◆ **TEKS PILIHAN**:
Mongabay.co.id

Konsorsium Energi Bersih Laporkan Tiga PLTU di Sumatera ke PBB, Mengapa?

 

 

Konsorsium Sumatera Terang untuk Energi Bersih [STuEB] membuat laporan dugaan pelanggaran HAM atas aktivitas tiga Pembangkit Listrik Tenaga Uap [PLTU] batubara di Pulau Sumatera yakni PLTU Nagan Raya [Aceh], PLTU Pangkalan Susu [Sumatera Utara], dan PLTU Teluk Sepang [Bengkulu], yang pendanaannya disokong dari badan usaha dan pemerintah China.

Dugaan pelanggaran tersebut berupa hak hidup dan kesehatan, hak atas lingkungan, dan hak atas mata pencaharian atau hak ekonomi warga yang tinggal di sekitar PLTU.

Dua lembaga keuangan yang menyediakan dana pinjaman untuk proyek PLTU di Pulau Sumatera itu adalah Industrial Commercial Bank of China [ICBC] dan Export Import Bank of China. Kedua bank telah meminjamkan dana US$270 juta untuk PLTU Teluk Sepang, US$373 juta untuk PLTU Pangkalan Susu, dan US$124,34 juta untuk PLTU Nagan Raya.

Laporan disampaikan melalui mekanisme di Dewan Hak Asasi Manusia [HAM] Perserikatan Bangsa-Bangsa [PBB] yang berjalan dalam siklus empat tahunan yaitu Universal Periodic Review [UPR] atau Peninjauan Berkala Universal bagi 193 anggota PBB. Pada mekanisme ini, ada 48 negara yang ditinjau setiap tahunnya yang salah satunya China.

Laporan konsorsium telah diterima oleh Kelompok Kerja UPR] dan dibahas pada 23 Januari 2024 di Markas PBB, Jenewa.

Baca: Dominan PLTU dan Masih Mau Bangun Baru, Bagaimana Transisi Energi di Sumatera?

 

PLTU Pangkalan Susu di Sumatera ini dikeluhkan warga karena mengeluarkan abu tebal. Foto: Ayat S Karokaro/ Mongabay Indonesia

 

Sumiati Surbakti, Ketua Pengurus Yayasan Srikandi Lestari Sumatera Utara, yang merupakan anggota konsorsium mengatakan, PLTU Pangkalan Susu yang berdiri 2016 diduga telah melanggar hak hidup dan kesehatan masyarakat, hak atas mata pencaharian, dan hak atas lingkungan yang bersih dan sehat.

“Ada 659 nelayan tradisional yang tersingkir, padahal sudah puluhan tahun mereka hidup dari laut,” ujarnya, Selasa [23/1/2024].

Dia menyoroti cerobong PLTU Pangkalan Susu yang mengeluarkan abu tebal dan dikeluhkan warga. Bahkan, sudah dilaporkan ke Dirjen Penegakan Hukum Kementerian Lingkungan Hidup dan Kehutanan [KLHK].

◆ **BAGIAN DATA**:

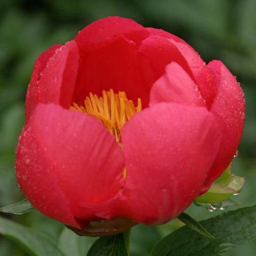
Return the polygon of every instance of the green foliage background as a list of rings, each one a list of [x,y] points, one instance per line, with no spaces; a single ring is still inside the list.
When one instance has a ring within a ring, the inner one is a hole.
[[[35,60],[53,43],[63,44],[86,25],[113,15],[170,31],[193,46],[205,61],[221,60],[236,75],[245,94],[246,119],[233,169],[246,182],[236,199],[243,206],[256,203],[256,1],[1,0],[0,10],[0,206],[22,198],[15,178],[15,148],[25,122],[25,97]],[[197,220],[220,213],[194,206],[187,211]],[[37,212],[3,215],[56,240],[63,229]],[[147,255],[161,238],[180,225],[174,220],[156,227],[136,227],[132,256]],[[255,252],[252,241],[227,255],[253,256]],[[26,255],[1,237],[0,254]]]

◆ **SOAL LATIHAN 1**:
Tuliskan ulang tanpa perubahan seluruh bagian artikel tentang tiga PLTU di Sumatera, dari "PLTU Pangkalan Susu di" terus ke bawah hingga "ujarnya, Selasa [23/1/2024].".
◆ **SOAL LATIHAN 2**:
Menurut artikel tentang tiga PLTU di Sumatera, kapan dan di mana laporan konsorsium dibahas?
◆ **SOAL LATIHAN 3**:
Sambung artikel tentang tiga PLTU di Sumatera, mulai dari kalimat terakhirnya.

◆ **JAWABAN SOAL 1**:
PLTU Pangkalan Susu di Sumatera ini dikeluhkan warga karena mengeluarkan abu tebal. Foto: Ayat S Karokaro/ Mongabay Indonesia

 

Sumiati Surbakti, Ketua Pengurus Yayasan Srikandi Lestari Sumatera Utara, yang merupakan anggota konsorsium mengatakan, PLTU Pangkalan Susu yang berdiri 2016 diduga telah melanggar hak hidup dan kesehatan masyarakat, hak atas mata pencaharian, dan hak atas lingkungan yang bersih dan sehat.

“Ada 659 nelayan tradisional yang tersingkir, padahal sudah puluhan tahun mereka hidup dari laut,” ujarnya, Selasa [23/1/2024].

◆ **JAWABAN SOAL 2**:
Laporan itu dibahas pada 23 Januari 2024 di Markas PBB, Jenewa.

◆ **JAWABAN SOAL 3**:
“Limbah batubara juga menghilangkan kawasan hutan mangrove sebanyak 145 ha untuk pembangunan PLTU unit 1-4. Hilangnya mangrove mengakibatkan banjir rob yang merusak permukiman dan persawahan padi masyarakat.”

Ketua Kanopi Hijau Indonesia Ali Akbar mengatakan, masyarakat di sekitar proyek PLTU Teluk Sepang Bengkulu telah menyuarakan penolakan sejak awal proyek pada 2016. Bahkan, izin lingkungan PT. Tenaga Listrik Bengkulu telah digugat warga ke Pengadilan Negeri Tata Usaha [PTUN], namun kalah.

“Sejak PLTU beroperasi, 39 orang warga Teluk Sepang terkena penyakit kulit yang sulit sembuh dan kondisi ini belum pernah terjadi.”

Dia menyatakan, perusahaan telah tiga kali mendapat sanksi administrasi dari KLHK. Namun, berdasarkan pantauan lapangan, sejuah ini tidak ada perbaikan sistem pembuangan limbah air bahang dan pengelolaan limbah hasil pembakaran Fly Ash dan Bottom Ash/FABA.

“Berdasarkan data Kelurahan Teluk Sepang, jumlah nelayan di wilayah ini yang awalnya 300 orang kini hanya 15 orang. Saat uji coba PLTU, sebanyak 28 individu penyu yang merupakan satwa dilindungi, ditemukan mati di perairan Teluk Sepang.”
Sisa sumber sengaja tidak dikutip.